== Aim of the task ==
Collect every line in the listing below that contains the word "blue" and copy each one out.

== The data ==
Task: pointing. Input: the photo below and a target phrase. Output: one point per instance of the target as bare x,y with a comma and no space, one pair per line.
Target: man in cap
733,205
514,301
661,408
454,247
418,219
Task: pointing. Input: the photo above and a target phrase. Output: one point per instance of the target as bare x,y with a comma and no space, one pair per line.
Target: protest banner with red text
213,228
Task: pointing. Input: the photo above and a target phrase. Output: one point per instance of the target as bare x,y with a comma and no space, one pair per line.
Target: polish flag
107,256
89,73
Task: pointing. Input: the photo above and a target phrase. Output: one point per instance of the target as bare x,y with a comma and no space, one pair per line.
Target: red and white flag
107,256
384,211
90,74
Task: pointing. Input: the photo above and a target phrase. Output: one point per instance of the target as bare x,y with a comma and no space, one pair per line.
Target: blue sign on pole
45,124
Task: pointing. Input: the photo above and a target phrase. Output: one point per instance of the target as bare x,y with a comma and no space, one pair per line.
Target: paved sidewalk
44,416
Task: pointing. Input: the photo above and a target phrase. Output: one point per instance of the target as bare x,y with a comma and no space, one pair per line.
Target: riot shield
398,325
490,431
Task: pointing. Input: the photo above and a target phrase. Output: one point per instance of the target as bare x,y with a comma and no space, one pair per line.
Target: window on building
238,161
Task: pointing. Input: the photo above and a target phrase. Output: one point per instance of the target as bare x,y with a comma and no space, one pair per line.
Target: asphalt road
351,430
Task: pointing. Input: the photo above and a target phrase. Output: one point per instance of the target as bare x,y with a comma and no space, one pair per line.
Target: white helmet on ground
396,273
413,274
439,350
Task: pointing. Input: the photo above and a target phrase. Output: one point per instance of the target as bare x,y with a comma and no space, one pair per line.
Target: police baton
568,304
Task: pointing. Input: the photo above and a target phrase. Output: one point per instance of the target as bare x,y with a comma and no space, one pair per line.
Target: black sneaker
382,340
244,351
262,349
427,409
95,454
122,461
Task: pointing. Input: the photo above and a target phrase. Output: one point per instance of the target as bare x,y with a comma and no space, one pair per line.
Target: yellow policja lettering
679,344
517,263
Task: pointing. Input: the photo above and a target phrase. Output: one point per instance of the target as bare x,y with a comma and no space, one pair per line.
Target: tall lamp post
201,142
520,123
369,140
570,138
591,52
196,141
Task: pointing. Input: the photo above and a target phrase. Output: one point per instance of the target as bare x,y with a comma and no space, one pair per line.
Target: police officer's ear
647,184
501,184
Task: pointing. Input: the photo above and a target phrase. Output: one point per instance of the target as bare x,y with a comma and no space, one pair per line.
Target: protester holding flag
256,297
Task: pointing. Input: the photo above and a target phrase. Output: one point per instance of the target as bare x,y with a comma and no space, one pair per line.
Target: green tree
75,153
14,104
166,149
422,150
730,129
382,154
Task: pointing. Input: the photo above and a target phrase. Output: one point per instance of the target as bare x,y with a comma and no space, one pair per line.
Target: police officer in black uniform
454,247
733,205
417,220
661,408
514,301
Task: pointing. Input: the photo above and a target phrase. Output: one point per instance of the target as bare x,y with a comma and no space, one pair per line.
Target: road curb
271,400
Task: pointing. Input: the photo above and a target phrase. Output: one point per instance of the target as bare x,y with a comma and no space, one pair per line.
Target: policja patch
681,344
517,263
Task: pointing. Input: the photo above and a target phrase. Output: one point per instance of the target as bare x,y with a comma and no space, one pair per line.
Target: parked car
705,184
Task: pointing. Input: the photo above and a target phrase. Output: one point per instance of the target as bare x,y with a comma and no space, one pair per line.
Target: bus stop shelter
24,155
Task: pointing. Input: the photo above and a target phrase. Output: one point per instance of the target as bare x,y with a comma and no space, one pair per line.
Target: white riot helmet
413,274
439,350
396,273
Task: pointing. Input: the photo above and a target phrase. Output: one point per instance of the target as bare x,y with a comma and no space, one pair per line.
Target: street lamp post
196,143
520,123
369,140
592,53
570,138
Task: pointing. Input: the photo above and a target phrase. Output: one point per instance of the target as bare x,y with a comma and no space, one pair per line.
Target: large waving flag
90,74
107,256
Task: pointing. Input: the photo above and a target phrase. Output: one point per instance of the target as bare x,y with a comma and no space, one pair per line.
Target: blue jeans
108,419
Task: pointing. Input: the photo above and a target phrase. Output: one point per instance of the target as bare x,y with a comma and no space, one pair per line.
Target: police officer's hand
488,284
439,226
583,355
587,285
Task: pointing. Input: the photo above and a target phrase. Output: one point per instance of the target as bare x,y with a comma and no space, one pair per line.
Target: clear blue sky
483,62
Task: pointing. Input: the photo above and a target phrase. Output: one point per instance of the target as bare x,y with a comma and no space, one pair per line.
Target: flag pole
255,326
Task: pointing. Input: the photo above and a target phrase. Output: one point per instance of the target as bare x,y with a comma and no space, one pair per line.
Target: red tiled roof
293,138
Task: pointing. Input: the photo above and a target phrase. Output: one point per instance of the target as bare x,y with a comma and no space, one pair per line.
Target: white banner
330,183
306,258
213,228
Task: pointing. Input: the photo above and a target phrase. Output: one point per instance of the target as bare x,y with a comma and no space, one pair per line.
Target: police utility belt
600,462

== Task answer ==
Target: blue sign on pole
Target: blue jeans
Target: clear blue sky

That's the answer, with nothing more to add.